Written request |
In the Silicon Valley episode summary, copy everything from "Slate Money: The" down to "Duhigg (journalist, Wired)", changing "Slate Money" to "Slate Business" throughout.

>> start Text to read

Slate Money: The Valley of Genius Edition
Date: December 29, 2018
Host: Felix Salmon
Guests: Anna Shymansky, Emily Peck, Adam Fisher (author, Valley of Genius), Charles Duhigg (journalist, Wired)
Overview:
This special edition of Slate Money delves into the mythology, history, and culture of Silicon Valley, using Adam Fisher’s oral history Valley of Genius as the lens. With contributions from insiders and experts, the episode explores what makes Silicon Valley uniquely capable of birthing world-altering firms, the roots and consequences of its “founder culture,” the persistent frat-boy atmosphere, and the evolution from idealistic invention to monopolistic profit-seeking. The discussion culminates in a deep-dive into Elon Musk and Tesla with journalist Charles Duhigg.
Key Discussion Points & Insights
1. The Silicon Valley Investment Model
- Biz Stone’s Take on VC Funding (02:15-03:34)
- Biz Stone (Twitter co-founder): "Only in Silicon Valley can you be like, yeah, we would like $10 million and we'll sell you a percentage of our theoretical company that may one day have lots of profits. And if we lose all of the money, we don't have to give it back to you, and maybe we'll start something else." (02:19)
- The ethos: high risk, high reward, with investors betting on people rather than ideas or products.
- Uniqueness: Adam Fisher points out that “investors go pre-idea” (04:49), making it a culture of speculative bets unprecedented elsewhere.
- Anna Shymansky traces its roots to historical economic booms driven by cheap money and euphoria, but notes the tech VC model’s intensity and product differences. (04:51-05:27)
- Increasing money flows (SoftBank’s $100B fund vs. $3B/year during dot-com era); need for massive capitalization due to winner-take-all competition in consumer tech. (06:33-07:57)
2. The Arc of Startup Growth: The Ebay Case
- Pierre Omidyar (Ebay founder) describes meteoric 20–30% month-over-month growth, overwhelming the original team’s capabilities. (11:05-12:00)
- His solution: bring in experienced adult leadership (Meg Whitman), then step back, something now rare in SV founder culture.
- Emily Peck: “It’s a remarkable bit of intelligence and maturity on his part.” (12:42)
- Adam Fisher notes the post-Facebook era’s shift to keeping founders in power, attributing it to fear of losing their ‘founder magic’ as happened with Steve Jobs/Apple and Napster. (13:29-15:56)

>> end Text to read
>> start Records supplied

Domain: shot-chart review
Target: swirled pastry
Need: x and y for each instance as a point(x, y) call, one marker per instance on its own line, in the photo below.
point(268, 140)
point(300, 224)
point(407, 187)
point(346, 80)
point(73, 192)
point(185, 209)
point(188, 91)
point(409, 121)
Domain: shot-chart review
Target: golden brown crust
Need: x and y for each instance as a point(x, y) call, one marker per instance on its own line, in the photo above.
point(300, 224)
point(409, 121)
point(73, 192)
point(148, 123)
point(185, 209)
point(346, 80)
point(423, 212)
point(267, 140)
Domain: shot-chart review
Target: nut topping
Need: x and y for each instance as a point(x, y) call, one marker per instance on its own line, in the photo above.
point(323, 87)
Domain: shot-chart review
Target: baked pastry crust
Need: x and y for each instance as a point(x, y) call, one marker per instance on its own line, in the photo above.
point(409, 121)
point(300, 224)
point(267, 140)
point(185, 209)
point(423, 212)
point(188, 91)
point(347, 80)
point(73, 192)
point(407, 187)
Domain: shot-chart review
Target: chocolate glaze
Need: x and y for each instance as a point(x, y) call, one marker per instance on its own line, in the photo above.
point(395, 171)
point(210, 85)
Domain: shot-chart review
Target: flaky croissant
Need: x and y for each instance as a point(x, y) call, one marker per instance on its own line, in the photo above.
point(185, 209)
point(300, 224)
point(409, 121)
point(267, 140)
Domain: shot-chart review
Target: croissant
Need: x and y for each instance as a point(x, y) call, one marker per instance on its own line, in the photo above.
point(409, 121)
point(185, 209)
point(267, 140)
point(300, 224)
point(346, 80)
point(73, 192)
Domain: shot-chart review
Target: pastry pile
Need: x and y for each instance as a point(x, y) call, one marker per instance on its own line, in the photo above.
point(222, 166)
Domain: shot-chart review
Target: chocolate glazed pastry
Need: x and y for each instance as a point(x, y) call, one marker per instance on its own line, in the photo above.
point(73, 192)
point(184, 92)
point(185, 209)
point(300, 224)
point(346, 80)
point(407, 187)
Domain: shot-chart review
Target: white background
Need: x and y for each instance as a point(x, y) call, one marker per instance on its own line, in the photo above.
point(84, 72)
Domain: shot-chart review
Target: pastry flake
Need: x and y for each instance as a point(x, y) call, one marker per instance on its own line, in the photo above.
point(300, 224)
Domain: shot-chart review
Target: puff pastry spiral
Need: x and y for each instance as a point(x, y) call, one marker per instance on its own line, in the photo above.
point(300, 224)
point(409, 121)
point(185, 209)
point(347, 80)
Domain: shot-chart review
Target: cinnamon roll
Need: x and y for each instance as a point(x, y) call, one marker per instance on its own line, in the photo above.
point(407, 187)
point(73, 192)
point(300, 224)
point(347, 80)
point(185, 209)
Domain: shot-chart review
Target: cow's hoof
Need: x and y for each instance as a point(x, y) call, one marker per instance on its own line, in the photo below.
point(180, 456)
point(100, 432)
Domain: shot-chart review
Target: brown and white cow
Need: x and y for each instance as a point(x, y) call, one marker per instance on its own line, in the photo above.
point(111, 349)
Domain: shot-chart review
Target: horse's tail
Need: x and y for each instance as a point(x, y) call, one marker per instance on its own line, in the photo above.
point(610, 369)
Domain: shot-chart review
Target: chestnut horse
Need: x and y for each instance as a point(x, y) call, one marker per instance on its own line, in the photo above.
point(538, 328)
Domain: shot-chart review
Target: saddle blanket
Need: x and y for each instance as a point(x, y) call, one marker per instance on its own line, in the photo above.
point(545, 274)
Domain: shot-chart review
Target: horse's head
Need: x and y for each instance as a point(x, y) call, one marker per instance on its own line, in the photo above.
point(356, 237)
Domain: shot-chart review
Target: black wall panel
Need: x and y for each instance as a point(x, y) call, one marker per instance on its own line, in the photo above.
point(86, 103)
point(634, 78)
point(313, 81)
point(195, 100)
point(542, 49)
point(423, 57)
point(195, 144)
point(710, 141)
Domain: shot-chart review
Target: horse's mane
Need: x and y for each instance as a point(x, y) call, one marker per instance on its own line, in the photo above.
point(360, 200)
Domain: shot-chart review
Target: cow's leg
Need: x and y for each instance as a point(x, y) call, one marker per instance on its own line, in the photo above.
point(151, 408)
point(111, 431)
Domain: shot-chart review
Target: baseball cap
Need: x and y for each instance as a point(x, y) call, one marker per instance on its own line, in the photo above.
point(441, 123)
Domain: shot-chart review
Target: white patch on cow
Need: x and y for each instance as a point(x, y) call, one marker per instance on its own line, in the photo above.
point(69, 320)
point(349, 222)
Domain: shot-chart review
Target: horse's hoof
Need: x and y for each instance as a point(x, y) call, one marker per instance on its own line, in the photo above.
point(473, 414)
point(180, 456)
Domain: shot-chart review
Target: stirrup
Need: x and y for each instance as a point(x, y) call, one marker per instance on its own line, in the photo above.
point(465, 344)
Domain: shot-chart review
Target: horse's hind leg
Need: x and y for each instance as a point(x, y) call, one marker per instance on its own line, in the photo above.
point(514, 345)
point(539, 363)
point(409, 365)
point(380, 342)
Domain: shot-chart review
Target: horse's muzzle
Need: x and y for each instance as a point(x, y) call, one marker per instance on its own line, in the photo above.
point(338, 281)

>> end Records supplied

Response to the exercise |
Slate Business: The Valley of Genius Edition
Date: December 29, 2018
Host: Felix Salmon
Guests: Anna Shymansky, Emily Peck, Adam Fisher (author, Valley of Genius), Charles Duhigg (journalist, Wired)